** START OF DATA FOR THIS EXERCISE **
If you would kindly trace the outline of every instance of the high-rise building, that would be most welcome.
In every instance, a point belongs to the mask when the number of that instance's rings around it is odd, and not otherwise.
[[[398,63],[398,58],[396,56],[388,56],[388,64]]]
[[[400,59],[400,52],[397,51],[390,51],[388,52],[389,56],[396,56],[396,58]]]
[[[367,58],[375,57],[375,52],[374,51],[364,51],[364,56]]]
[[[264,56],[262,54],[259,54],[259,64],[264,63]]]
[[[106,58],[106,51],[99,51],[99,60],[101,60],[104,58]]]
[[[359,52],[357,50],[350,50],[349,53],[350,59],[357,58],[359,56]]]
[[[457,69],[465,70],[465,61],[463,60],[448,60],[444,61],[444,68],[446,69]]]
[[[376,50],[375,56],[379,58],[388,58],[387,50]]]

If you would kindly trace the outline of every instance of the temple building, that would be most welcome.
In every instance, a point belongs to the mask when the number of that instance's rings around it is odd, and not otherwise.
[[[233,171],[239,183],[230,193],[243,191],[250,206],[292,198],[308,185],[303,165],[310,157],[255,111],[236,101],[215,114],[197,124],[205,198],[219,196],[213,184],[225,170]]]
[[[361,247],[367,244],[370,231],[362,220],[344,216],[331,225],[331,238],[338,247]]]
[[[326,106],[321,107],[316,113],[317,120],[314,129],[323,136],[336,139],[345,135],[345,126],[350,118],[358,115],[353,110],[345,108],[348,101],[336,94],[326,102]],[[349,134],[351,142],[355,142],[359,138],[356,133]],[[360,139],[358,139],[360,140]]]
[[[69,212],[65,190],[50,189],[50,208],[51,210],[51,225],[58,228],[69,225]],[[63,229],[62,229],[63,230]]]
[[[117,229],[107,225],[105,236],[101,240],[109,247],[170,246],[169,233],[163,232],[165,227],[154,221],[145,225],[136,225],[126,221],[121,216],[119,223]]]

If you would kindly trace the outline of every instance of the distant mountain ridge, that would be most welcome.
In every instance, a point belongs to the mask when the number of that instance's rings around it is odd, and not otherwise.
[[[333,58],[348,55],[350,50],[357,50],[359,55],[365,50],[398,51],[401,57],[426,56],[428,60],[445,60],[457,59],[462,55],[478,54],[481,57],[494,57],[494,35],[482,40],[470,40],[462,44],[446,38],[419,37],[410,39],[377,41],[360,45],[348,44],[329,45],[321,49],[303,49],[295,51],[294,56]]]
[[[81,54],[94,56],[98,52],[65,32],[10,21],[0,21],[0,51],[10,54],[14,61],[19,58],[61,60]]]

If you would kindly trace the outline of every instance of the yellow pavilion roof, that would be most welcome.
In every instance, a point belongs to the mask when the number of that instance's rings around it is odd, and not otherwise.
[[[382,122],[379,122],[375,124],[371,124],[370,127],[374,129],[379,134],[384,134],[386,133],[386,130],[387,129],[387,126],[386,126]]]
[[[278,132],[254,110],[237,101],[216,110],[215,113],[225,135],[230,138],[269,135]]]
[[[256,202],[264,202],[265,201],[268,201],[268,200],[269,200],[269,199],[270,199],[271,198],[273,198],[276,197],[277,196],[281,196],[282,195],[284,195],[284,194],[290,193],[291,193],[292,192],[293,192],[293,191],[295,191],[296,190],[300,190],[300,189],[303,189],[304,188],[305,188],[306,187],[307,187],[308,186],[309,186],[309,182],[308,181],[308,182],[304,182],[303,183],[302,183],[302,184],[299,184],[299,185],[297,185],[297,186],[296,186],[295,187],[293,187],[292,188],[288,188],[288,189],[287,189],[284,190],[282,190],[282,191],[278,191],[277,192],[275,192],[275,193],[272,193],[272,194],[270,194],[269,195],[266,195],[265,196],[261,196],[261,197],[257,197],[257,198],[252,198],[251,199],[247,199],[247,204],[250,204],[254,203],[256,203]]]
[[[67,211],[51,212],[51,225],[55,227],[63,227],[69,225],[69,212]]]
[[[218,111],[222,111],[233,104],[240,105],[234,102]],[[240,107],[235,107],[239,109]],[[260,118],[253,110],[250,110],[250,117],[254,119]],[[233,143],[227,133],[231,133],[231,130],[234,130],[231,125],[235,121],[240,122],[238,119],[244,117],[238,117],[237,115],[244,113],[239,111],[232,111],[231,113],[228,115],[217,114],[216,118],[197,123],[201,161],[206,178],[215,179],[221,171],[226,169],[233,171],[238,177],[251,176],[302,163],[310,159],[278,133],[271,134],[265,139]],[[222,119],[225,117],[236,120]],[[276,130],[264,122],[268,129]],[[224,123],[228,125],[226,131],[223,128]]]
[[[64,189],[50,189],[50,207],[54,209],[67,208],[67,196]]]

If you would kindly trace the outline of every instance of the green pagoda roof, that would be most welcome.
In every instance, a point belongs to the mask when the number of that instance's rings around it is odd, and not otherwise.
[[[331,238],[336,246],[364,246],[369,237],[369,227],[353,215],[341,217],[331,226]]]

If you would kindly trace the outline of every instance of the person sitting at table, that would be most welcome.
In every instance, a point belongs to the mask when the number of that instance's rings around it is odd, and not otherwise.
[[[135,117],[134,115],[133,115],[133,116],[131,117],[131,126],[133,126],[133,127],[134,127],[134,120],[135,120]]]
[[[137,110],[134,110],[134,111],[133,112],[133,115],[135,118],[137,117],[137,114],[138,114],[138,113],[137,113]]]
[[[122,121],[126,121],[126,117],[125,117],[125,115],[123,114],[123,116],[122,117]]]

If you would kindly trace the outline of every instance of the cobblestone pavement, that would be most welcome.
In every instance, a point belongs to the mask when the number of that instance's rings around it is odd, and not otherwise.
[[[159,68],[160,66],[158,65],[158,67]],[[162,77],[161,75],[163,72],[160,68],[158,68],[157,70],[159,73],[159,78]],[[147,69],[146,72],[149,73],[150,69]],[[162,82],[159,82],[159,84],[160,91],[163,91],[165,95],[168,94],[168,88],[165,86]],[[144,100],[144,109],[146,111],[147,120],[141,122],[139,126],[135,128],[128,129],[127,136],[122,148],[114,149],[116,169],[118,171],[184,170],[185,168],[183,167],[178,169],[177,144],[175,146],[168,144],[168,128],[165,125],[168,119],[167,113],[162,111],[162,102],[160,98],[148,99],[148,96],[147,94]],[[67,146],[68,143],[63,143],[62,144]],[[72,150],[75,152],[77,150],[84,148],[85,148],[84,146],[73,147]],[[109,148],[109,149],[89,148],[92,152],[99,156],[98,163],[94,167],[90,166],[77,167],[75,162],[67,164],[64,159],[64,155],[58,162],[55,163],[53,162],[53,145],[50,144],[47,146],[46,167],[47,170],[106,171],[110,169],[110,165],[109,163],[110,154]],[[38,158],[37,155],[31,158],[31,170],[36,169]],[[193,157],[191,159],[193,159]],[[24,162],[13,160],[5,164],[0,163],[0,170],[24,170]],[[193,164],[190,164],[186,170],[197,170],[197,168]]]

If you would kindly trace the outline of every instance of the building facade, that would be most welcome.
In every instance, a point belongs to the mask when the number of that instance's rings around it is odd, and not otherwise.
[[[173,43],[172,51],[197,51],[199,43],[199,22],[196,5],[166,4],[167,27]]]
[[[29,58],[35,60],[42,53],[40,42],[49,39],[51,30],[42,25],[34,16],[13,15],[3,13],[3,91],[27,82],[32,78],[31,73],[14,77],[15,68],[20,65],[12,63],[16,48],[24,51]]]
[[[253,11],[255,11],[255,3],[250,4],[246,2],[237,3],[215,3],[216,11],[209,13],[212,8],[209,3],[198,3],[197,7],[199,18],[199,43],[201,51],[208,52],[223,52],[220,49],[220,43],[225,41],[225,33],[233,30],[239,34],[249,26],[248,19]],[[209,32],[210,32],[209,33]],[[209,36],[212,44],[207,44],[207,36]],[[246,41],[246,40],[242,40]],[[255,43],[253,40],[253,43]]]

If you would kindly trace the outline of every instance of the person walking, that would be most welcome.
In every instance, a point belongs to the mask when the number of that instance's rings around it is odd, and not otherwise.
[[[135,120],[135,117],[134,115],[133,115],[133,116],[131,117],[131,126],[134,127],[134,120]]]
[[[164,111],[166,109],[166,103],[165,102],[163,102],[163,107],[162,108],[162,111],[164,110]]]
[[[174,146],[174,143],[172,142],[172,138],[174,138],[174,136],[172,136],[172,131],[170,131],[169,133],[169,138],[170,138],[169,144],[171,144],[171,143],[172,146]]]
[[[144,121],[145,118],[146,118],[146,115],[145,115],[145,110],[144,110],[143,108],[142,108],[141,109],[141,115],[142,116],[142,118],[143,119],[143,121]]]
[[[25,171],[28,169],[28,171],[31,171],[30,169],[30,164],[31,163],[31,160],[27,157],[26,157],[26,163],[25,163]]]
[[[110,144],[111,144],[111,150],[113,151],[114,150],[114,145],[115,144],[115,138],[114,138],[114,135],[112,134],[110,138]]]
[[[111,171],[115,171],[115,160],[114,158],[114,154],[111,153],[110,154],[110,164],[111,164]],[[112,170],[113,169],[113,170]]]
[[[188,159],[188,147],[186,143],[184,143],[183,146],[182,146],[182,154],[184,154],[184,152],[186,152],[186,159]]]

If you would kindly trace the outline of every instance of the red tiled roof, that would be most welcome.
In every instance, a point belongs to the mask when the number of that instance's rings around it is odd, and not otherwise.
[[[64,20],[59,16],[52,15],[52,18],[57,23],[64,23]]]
** END OF DATA FOR THIS EXERCISE **
_REQUIREMENT_
Write out the lines of the material exactly as they appear, beginning at the line that contains "tiled roof, that would be most welcome." and continuing through the end of the material.

_EXERCISE RESPONSE_
If you would kindly trace the outline of every instance of the red tiled roof, that would be most welcome.
In every instance, a point belongs to the mask when the number of that instance's rings around it is odd, and not otherwise.
[[[64,20],[59,16],[52,15],[52,18],[57,23],[64,23]]]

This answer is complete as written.